However, the challenges are to relax a number of assumptions and to improve further computer efficiency now the accuracy is confirmed. The first consideration is whether the lorentz_fitness function should be a generalized least-square function or a negatine log likelihood function as mentioned in Seber and Wild reference above. The likelihood approach is a monotonic transformation that may save considerable computer time in the initial iterations/evaluations. There are also desirable statistical properties to study the inverse problem and links to the Fisher information matrix. The proof of the pudding is in measuring the computer efficiency of each class.

A second consideration would be to add noise to the data and see how far the algorithm is capable of estimating the parameters as the signal to noise ratio changes. I guess this is a simple modification of calc_state_vectors. The Xiand2015 paper does after the exact estimation.

> DIRECTIONS
a – Set down the passage on the lorentz_fitness function, from "A second consideration" through "the exact estimation.".
b – For each statement, say whether it agrees with the passage on the lorentz_fitness function, answering yes or no and quoting the deciding words: (i) The likelihood approach may save considerable computer time in the initial iterations. (ii) The accuracy of the method still has to be confirmed. (iii) Adding noise to the data would require a major rewrite of calc_state_vectors.
c – Continue the passage on the lorentz_fitness function from where it stops.

> DATASET EXCERPT
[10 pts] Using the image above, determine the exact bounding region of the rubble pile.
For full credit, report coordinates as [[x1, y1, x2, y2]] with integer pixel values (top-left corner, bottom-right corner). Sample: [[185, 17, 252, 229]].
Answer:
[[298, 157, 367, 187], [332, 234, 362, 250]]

> EXPECTED RESULTS
a –
A second consideration would be to add noise to the data and see how far the algorithm is capable of estimating the parameters as the signal to noise ratio changes. I guess this is a simple modification of calc_state_vectors. The Xiand2015 paper does after the exact estimation.

b –
(i) Yes: "The likelihood approach is a monotonic transformation that may save considerable computer time in the initial iterations/evaluations."
(ii) No: "now the accuracy is confirmed"
(iii) No: "I guess this is a simple modification of calc_state_vectors."

c –
A third consideration is that bboptimize is for now stopped by MaxSteps. But it would be good to stop with Fitness reaching single precision zero at least initially when one is attacking a new problem. I could not find the right doc in the examples for setting Fitness.

A fourth consideration is relaxing the sample size for estimation. As I understand it, at present there are 100,000 steps and therefore data points and the first 4,000 are used for estimation. From the various demos, the usual dataset set is from time 0 to 30 with about 300 data points in between.

A fifth consideration is: which algorithim is used right now and should others be tried within the available menu in BlackBoxOptim.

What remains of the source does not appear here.